## What is asked
[1] From the interview excerpt on buying equipment, list every source the speaker names that buyers use to work out what they want to buy.
[2] Pick up the interview excerpt on buying equipment after its last sentence and keep it going.

Charles: Clunky, clunky at best. (laughs) If you walk through the user experience it starts with how do you figure out what you want to buy? Well today, you’re probably going to start on Google, five years ago, you were probably going to talk to one of your friends in the industry and say, hey, I want to buy this piece of equipment, where do I go and he’ll probably give you a recommendation or they will probably open up…But still most of the transactions today, most customers figure out what they want to buy today through physical printed publications, almost like a physical Craigslist, for example.

Once you figure out what you want to buy then starts the negotiation with the vendor and you might find one or two different sellers of the equipment and there’s no standardization around pricing so you don’t really know if you’re getting a good deal. Let’s say you want to buy used instead of new it gets even exponentially more complicated, but the useful life of these assets can be very long, even though the economic life may only be five years, you might be able lease it for 15, 20 years, we see that all of the time even in trucking, for example.

## Data section

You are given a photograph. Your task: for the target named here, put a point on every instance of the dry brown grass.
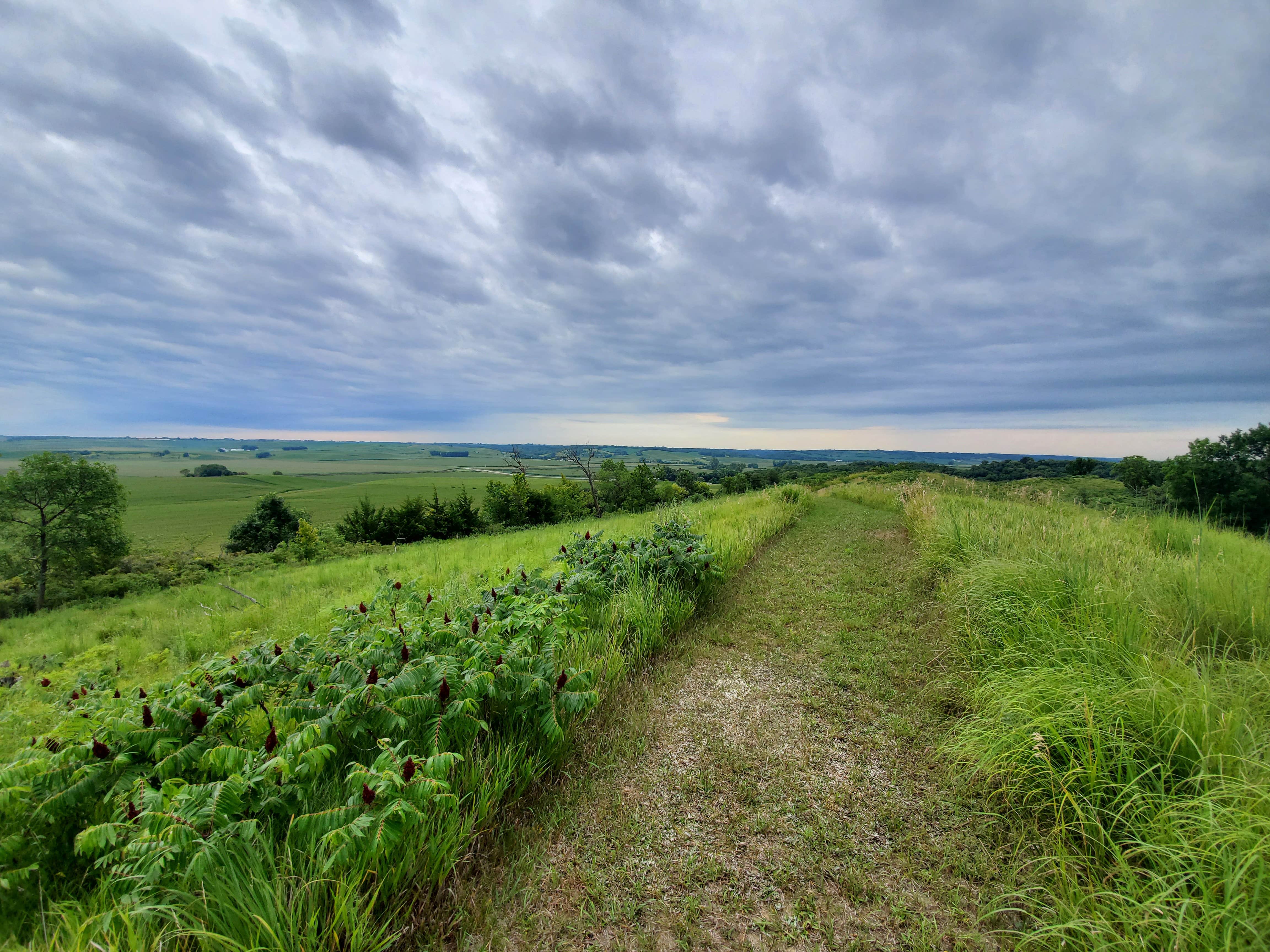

## Task-by-task results
[1]
- Google
- Friends in the industry
- Physical printed publications

[2]
And so once you figure out what you want to buy…why this industry, I believe, is still so fragmented and so large is one of the hardest problems to solve is you have to coordinate the movement of money from Point A to Point B, at a different point in time when you move a physical good from Point B to Point A. Meaning if you’re going to buy a large piece of construction equipment or a printing press, for example, if you’re going to buy a printing press someone has to pay for the manufacturing of that printing press. Once it’s manufactured, there’s cash that had to be spent to put that together and so the next question is, will that vendor, that seller of the printing press be comfortable shipping you the printing press without you paying them? Probably not.

Peter: Right, the answer is no most of the time. (laughs)

Charles: So when you think about the mechanics of that, it’s not like you put a printing press in your back seat and drive it home. Then it becomes exponentially more complicated and then you start to understand why there’s so much margin in this industry, frankly, and why it hasn’t gone through a major revolution. It’s already working really well, it’s clunky, but people are making really good money and the rate of purchases isn’t frequent enough in your life for you to care about the pain, it’s kind of like going to the dentist. It’s not fun, but if you only do it twice a year, you can stomach it.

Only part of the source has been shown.